— start of Dataset extract —

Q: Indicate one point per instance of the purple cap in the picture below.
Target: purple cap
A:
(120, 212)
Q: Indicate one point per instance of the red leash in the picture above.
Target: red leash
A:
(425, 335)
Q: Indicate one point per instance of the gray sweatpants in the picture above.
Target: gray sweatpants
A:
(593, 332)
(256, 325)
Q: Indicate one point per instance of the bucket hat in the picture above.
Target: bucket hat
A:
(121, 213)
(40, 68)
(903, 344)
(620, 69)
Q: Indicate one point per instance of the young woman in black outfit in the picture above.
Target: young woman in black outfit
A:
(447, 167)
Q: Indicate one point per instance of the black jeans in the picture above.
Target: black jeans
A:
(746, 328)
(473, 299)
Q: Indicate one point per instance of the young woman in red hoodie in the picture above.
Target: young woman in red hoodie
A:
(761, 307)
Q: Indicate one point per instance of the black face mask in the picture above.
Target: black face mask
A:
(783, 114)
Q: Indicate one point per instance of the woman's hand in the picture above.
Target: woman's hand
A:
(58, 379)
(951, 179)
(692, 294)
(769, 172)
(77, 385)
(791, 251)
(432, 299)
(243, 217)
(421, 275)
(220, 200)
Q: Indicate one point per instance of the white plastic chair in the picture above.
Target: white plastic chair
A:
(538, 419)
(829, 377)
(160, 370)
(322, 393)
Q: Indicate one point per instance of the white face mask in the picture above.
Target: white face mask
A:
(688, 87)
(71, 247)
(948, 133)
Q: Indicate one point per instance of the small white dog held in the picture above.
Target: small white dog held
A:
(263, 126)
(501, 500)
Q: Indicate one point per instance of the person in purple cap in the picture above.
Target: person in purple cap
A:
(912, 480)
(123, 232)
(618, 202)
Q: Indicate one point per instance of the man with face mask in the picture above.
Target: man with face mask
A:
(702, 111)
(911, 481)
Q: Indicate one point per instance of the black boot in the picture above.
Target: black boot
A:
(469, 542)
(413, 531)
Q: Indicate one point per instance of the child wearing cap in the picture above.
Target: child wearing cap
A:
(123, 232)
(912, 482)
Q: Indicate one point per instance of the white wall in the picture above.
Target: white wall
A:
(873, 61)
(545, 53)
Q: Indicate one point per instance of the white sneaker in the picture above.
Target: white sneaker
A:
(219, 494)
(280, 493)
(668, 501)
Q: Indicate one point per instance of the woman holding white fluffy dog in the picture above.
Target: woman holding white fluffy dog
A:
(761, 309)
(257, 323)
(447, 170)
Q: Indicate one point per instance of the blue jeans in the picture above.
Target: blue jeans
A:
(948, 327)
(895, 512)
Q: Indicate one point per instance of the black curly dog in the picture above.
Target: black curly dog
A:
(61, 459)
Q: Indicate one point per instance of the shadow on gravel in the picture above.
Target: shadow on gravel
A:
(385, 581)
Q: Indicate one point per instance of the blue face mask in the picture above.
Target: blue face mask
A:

— end of Dataset extract —

> **Directive**
Repeat the lines above exactly.

> **Reply**
Q: Indicate one point per instance of the purple cap in the picture below.
Target: purple cap
A:
(120, 212)
Q: Indicate one point per instance of the red leash in the picture above.
Target: red leash
A:
(425, 335)
Q: Indicate one point per instance of the gray sweatpants in the picture above.
Target: gray sweatpants
A:
(593, 332)
(256, 325)
Q: Indicate one point per instance of the bucket hat in the picture above.
Target: bucket hat
A:
(121, 213)
(40, 68)
(903, 344)
(620, 69)
Q: Indicate one point per instance of the young woman in black outfit in the picture above.
Target: young woman in black outfit
A:
(447, 167)
Q: Indicate one point per instance of the black jeans in the picture above.
Target: black jeans
A:
(746, 328)
(473, 299)
Q: Indicate one point per instance of the young woman in red hoodie in the picture above.
Target: young woman in red hoodie
A:
(761, 307)
Q: Indicate one point per instance of the black face mask in the picture above.
Target: black face mask
A:
(783, 114)
Q: Indicate one point per instance of the woman's hand in the picture above.
Target: woman's hand
A:
(58, 379)
(951, 179)
(692, 294)
(769, 172)
(77, 385)
(791, 251)
(432, 299)
(243, 217)
(421, 275)
(220, 200)
Q: Indicate one point per instance of the white plastic chair in the picture above.
Target: white plastic chair
A:
(538, 419)
(829, 377)
(160, 370)
(322, 393)
Q: Indicate one point per instance of the white face mask in the picture above.
Target: white face mask
A:
(688, 87)
(71, 247)
(948, 133)
Q: Indicate one point per instance of the small white dog held in the picture above.
Target: small white dog held
A:
(263, 126)
(501, 500)
Q: Indicate one point per instance of the person in purple cap in the picture above.
Target: person in purple cap
A:
(912, 480)
(123, 232)
(618, 202)
Q: Indicate one point per instance of the man with face mask in the picture above.
Target: man with face mask
A:
(702, 111)
(911, 481)
Q: Indicate one point per instance of the black boot in the picture above.
Target: black boot
A:
(469, 542)
(413, 531)
Q: Indicate one point per instance of the child wearing cap in the picture above.
Target: child wearing cap
A:
(123, 232)
(912, 482)
Q: Indicate one point per instance of the white wall in the picture above.
Target: white wall
A:
(873, 61)
(545, 53)
Q: Indicate one point per instance of the white sneaker in the picture above.
Target: white sneaker
A:
(219, 494)
(280, 493)
(668, 501)
Q: Indicate one point per instance of the woman holding white fluffy dog in the picture above.
Target: woman holding white fluffy dog
A:
(761, 309)
(257, 323)
(447, 170)
Q: Indicate one point per instance of the blue jeans in the picture above.
Target: blue jeans
A:
(948, 327)
(895, 512)
Q: Indicate one point per instance of the black curly dog in the picture above.
Target: black curly dog
A:
(61, 459)
Q: Indicate one point per instance of the shadow on gravel in the picture above.
Target: shadow on gravel
A:
(385, 581)
Q: Indicate one point per instance of the blue face mask in the picture above.
Target: blue face mask
A:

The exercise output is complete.